* _Stated exercise_: Lay out every line of the entries as a numbered list, skipping blank lines. Leave the pictures out.

^^^^

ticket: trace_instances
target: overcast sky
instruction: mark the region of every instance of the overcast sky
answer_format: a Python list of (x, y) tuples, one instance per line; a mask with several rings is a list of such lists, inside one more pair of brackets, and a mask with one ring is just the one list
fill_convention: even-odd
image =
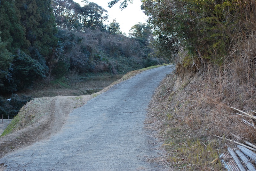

^^^^

* _Solved problem_:
1. ticket: trace_instances
2. target: overcast sky
3. instruction: mark the region of every instance of the overcast sky
4. answer_format: a Python list of (x, y) tuples, one instance per line; a mask with several rings is a list of such lists, inside one more pair of brackets, and a mask with one ring is just the one list
5. fill_convention: even-odd
6. image =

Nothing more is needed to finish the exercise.